▶ EXTRACT PROVIDED

An Introduction to Large Language Models (LLMs)

November 30, 2024

This week, I decided to explore LLMs more deeply. While I’ve worked on projects that use them before, it was always more about meeting specific project requirements without fully understanding how they work. I wanted to explain how you can understand LLMs in a simple way.

What is LLM(Large Language Model)?

LLMs are scaled up versions of Transformers architecture, consisting of millions or billions of parameters. Most modern LLMs are decoder-only models, trained on massive amounts of data, with the primary training objective being ‘next token prediction.’

Example:

“It is raining outside, so i will take my _____”

LLMs (Large Language Models) work by predicting the next word (or token) in a sequence.

A token is a unit of text that an AI model processes. Tokens can be words, subwords and tokenization is the process of breaking down text into tokens. AI models don’t read sentences like humans, AI models process these tokens one by one to understand and generate text.

Let’s try tokenization with tiktoken library.

▶ DATA FOR ANALYSIS
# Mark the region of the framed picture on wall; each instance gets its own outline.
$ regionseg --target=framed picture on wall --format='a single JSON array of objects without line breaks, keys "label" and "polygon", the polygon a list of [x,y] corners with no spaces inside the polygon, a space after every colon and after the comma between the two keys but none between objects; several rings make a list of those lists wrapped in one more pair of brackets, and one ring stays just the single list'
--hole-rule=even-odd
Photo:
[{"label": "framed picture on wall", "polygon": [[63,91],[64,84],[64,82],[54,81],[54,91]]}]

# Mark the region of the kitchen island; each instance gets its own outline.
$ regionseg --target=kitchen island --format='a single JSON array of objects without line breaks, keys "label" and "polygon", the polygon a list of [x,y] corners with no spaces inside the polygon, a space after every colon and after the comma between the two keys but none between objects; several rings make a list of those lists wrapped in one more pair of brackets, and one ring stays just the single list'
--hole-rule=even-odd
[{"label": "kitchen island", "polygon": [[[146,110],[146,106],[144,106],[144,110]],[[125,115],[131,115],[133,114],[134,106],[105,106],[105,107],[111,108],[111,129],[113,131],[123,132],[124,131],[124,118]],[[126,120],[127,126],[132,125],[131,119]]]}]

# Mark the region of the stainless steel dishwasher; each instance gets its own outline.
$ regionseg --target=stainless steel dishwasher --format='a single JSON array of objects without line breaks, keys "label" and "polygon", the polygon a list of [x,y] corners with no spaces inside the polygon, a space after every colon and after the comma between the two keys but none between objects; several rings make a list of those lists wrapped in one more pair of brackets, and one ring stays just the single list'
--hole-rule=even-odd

▶ INSTRUCTIONS
[1] Say whether each statement agrees with the article on large language models, answering yes or no and quoting the words from the article that decide it. (a) Most modern LLMs are decoder-only models. (b) AI models read sentences the way humans do. (c) The tokenization is tried with the tiktoken library.
[2] List every sentence in the article on large language models that contains the whole word "token" or "tokens".
[3] Update the article on large language models from "An Introduction to" up to and including "a simple way.", replacing "projects" with "applications".

▶ TASK SOLUTIONS
[1]
(a) Yes: "Most modern LLMs are decoder-only models"
(b) No: "AI models don’t read sentences like humans"
(c) Yes: "Let’s try tokenization with tiktoken library."

[2]
1. "Most modern LLMs are decoder-only models, trained on massive amounts of data, with the primary training objective being ‘next token prediction.’"
2. "LLMs (Large Language Models) work by predicting the next word (or token) in a sequence."
3. "A token is a unit of text that an AI model processes."
4. "Tokens can be words, subwords and tokenization is the process of breaking down text into tokens."
5. "AI models don’t read sentences like humans, AI models process these tokens one by one to understand and generate text."

[3]
An Introduction to Large Language Models (LLMs)

November 30, 2024

This week, I decided to explore LLMs more deeply. While I’ve worked on applications that use them before, it was always more about meeting specific project requirements without fully understanding how they work. I wanted to explain how you can understand LLMs in a simple way.